Transcribe exactly each line of the entries, from the opening line to the line with "Q: Returning coordinates formatted like [740,152], pin", with both of those lines included.

» **Referring expression pointing data**

########################################

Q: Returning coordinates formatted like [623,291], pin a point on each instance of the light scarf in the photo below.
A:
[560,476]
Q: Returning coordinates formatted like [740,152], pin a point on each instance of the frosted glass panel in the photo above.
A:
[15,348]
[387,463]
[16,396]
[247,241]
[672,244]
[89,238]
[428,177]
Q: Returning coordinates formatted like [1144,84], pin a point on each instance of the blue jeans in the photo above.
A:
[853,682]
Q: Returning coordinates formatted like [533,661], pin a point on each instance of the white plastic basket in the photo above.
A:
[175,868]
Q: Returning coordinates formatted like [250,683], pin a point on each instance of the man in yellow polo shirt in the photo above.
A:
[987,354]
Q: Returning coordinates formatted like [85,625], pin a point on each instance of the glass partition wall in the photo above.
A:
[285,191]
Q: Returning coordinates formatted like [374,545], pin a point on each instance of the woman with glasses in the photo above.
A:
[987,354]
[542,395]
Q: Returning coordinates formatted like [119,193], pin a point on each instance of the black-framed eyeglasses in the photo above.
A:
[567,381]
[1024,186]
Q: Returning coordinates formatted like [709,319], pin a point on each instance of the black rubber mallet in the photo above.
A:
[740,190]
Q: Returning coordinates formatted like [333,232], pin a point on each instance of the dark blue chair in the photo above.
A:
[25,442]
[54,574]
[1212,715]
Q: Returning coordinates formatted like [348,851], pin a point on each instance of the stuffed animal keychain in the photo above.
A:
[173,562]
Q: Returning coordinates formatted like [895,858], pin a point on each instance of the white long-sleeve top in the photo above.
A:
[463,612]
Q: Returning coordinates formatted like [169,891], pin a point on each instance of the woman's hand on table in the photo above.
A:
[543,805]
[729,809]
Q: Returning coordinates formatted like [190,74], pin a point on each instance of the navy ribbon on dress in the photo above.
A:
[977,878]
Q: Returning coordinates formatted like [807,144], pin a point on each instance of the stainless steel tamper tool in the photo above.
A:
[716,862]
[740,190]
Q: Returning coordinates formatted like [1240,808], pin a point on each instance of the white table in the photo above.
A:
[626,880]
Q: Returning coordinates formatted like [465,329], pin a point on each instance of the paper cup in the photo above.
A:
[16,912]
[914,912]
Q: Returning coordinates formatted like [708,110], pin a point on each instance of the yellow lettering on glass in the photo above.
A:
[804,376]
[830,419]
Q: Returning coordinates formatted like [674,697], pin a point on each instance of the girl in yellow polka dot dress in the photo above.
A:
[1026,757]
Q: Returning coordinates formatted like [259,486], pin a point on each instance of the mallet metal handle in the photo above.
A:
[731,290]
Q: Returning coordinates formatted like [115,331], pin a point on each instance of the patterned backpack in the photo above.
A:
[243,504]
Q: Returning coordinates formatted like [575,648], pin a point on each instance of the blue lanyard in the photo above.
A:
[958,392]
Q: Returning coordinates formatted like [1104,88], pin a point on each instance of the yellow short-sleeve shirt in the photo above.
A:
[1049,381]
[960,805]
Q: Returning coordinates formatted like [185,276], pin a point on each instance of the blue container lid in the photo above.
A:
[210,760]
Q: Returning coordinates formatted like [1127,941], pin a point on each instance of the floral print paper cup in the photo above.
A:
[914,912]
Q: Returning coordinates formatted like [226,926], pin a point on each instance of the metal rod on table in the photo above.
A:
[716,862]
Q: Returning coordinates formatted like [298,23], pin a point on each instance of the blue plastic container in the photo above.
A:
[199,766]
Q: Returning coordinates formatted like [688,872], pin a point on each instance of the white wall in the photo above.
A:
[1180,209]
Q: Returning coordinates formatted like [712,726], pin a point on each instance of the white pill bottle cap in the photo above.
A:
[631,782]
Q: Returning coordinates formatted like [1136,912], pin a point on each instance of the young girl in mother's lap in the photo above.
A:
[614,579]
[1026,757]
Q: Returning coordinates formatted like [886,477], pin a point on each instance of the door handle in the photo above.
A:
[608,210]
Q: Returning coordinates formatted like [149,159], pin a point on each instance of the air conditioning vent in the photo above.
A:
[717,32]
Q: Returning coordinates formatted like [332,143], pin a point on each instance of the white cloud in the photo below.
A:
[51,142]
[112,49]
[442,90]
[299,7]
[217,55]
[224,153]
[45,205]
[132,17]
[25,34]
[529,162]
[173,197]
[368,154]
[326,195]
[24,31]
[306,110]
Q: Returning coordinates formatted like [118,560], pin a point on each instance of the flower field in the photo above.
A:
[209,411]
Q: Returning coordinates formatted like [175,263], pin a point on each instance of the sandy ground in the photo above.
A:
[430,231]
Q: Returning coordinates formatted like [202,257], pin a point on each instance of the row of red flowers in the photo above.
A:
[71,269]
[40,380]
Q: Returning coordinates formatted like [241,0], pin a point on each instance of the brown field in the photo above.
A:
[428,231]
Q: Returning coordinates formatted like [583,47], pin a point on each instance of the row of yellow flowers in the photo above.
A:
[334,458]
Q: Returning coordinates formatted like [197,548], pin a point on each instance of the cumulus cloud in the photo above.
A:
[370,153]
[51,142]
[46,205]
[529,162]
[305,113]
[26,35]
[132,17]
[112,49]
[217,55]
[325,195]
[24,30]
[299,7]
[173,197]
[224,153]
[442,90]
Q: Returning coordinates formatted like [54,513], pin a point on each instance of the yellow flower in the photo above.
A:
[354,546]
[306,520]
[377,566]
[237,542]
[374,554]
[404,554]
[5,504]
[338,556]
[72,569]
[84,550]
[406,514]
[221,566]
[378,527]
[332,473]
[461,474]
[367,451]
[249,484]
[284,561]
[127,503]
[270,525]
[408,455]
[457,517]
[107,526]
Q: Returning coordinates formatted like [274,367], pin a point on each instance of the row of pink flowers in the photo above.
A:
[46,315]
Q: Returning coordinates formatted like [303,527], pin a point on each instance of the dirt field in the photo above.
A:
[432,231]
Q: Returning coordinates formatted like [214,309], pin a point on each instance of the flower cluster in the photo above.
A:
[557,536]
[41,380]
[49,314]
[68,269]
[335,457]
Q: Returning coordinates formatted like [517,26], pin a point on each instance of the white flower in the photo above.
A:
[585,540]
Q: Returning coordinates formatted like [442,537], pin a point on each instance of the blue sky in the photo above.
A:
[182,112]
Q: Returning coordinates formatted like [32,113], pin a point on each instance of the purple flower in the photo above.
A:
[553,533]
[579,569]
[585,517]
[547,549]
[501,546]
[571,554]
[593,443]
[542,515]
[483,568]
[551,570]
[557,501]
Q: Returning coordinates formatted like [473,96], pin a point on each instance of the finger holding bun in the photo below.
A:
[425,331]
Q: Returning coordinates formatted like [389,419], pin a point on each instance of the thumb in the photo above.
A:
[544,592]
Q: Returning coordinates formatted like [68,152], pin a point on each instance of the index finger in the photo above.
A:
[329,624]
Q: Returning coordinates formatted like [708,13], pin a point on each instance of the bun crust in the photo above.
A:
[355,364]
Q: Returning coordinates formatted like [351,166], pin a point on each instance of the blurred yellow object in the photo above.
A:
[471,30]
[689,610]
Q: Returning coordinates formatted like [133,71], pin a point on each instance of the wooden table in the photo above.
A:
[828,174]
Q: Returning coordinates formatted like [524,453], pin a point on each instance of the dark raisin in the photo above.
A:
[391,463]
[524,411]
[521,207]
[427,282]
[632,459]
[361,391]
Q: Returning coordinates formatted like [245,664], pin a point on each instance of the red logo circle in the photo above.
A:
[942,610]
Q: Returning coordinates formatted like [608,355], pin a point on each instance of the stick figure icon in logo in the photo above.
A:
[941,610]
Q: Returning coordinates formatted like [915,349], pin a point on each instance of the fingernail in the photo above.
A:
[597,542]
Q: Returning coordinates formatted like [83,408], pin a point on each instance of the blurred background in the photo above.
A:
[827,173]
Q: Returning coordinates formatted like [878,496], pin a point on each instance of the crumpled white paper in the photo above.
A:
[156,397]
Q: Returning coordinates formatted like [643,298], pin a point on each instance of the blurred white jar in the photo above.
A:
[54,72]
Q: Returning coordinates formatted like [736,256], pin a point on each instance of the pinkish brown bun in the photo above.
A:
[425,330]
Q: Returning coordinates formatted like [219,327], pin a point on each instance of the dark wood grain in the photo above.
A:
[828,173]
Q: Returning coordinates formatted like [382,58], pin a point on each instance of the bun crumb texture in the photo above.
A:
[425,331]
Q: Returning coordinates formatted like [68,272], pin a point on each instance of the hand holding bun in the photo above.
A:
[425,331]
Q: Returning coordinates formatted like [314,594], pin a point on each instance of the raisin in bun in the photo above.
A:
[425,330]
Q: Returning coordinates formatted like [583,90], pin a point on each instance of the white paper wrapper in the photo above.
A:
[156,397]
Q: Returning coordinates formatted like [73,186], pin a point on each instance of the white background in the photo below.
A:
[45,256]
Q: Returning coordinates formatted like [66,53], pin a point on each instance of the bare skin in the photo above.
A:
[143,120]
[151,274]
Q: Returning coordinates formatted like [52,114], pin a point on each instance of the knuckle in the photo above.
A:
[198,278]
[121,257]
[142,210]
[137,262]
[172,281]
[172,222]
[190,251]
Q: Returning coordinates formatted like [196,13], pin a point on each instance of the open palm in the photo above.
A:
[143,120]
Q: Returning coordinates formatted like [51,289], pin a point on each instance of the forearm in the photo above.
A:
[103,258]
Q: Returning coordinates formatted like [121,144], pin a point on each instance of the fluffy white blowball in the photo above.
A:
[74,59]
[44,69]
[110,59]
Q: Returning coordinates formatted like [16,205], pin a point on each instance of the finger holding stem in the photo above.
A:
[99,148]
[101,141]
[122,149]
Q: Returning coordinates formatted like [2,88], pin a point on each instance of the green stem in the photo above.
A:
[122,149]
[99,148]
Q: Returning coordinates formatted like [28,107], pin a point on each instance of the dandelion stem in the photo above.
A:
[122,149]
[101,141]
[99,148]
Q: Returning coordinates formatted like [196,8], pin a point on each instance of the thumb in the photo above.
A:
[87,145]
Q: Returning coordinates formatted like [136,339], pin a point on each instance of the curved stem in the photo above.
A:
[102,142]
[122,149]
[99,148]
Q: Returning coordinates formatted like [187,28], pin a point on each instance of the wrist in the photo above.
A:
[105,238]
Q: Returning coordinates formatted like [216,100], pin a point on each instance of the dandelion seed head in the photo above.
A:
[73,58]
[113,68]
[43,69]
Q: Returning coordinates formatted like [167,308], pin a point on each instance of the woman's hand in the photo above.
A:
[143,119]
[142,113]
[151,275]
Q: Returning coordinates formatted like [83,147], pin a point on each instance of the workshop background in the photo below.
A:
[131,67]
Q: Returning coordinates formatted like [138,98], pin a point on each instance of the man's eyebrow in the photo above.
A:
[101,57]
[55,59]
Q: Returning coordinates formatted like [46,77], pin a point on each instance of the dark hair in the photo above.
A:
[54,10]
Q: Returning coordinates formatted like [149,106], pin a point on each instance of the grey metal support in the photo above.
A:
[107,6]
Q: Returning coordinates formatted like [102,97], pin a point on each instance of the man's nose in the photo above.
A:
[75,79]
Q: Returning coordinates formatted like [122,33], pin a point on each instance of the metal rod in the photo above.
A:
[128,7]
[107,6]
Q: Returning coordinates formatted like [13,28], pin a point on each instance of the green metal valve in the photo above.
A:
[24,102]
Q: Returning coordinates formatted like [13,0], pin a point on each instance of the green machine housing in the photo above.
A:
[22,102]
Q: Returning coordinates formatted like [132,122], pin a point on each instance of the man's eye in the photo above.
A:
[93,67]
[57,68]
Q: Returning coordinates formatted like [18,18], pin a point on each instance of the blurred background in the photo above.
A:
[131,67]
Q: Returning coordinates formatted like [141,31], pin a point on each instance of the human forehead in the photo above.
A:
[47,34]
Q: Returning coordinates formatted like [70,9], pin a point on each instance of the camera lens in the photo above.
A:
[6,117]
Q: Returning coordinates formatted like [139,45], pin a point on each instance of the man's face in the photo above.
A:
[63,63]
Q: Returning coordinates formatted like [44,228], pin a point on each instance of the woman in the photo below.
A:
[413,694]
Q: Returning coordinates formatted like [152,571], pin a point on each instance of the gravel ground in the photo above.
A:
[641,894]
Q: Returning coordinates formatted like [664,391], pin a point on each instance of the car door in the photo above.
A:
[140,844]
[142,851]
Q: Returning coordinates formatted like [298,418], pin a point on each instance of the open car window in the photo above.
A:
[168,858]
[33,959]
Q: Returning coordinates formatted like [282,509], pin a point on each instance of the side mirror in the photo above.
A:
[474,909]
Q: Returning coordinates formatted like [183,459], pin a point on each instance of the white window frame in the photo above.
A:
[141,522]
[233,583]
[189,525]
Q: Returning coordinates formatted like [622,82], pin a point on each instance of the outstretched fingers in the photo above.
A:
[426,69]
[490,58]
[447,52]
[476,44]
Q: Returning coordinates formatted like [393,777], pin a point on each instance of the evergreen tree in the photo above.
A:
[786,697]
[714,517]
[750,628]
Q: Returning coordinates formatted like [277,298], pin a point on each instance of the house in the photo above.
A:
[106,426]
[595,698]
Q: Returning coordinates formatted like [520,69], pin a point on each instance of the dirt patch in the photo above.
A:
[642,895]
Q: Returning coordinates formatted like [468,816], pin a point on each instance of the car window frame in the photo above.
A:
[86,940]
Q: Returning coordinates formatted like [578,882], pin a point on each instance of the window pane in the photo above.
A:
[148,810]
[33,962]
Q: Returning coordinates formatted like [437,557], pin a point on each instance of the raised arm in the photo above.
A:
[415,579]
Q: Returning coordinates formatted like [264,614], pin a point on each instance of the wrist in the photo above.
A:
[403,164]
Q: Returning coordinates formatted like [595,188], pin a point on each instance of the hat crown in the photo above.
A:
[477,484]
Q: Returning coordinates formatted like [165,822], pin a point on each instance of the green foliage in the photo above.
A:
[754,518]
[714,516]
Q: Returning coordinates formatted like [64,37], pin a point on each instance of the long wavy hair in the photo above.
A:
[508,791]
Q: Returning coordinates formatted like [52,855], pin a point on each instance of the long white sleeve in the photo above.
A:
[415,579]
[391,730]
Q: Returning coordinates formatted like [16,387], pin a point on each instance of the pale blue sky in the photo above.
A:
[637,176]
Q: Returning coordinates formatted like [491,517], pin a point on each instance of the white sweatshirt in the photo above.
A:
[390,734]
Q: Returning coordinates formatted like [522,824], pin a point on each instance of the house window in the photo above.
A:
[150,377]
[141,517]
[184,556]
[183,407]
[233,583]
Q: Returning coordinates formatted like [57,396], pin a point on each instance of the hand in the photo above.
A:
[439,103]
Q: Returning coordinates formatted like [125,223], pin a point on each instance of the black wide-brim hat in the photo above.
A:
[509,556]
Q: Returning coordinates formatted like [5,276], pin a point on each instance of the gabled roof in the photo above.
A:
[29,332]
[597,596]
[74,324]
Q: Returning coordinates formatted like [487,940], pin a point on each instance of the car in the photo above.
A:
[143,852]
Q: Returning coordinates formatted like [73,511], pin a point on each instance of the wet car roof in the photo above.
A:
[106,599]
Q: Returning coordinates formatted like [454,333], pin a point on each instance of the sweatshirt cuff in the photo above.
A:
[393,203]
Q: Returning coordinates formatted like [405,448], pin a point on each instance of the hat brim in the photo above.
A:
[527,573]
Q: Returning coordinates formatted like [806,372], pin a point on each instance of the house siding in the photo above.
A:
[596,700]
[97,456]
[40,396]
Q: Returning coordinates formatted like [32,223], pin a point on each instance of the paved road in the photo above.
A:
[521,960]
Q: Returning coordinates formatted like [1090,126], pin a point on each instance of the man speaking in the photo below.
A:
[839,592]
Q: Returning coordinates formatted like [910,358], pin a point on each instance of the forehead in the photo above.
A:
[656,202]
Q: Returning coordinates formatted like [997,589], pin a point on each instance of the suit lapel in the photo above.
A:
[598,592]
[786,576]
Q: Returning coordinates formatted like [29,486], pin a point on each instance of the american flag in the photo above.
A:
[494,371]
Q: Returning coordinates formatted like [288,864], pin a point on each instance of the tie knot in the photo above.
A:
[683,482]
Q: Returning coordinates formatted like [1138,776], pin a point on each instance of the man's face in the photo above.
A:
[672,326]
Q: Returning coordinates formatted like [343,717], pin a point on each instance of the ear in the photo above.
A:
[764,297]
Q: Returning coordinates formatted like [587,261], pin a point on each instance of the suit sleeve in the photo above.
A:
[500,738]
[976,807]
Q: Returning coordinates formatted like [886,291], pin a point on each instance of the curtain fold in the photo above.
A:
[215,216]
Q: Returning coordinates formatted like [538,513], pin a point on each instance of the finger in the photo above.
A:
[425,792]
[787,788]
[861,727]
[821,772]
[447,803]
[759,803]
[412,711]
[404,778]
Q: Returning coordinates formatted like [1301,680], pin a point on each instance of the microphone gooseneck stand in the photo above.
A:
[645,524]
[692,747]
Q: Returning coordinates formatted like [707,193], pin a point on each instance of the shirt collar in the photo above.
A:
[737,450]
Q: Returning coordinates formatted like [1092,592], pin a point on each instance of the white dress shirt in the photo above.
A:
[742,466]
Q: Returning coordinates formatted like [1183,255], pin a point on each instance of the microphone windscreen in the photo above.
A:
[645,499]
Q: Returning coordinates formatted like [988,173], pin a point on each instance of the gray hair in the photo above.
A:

########################################

» **SOLUTION FOR THIS PROBLEM**
Q: Returning coordinates formatted like [623,291], pin a point on each instance of the light scarf in the photo below.
A:
[560,476]
Q: Returning coordinates formatted like [740,152], pin a point on each instance of the frosted glass panel in the photo above.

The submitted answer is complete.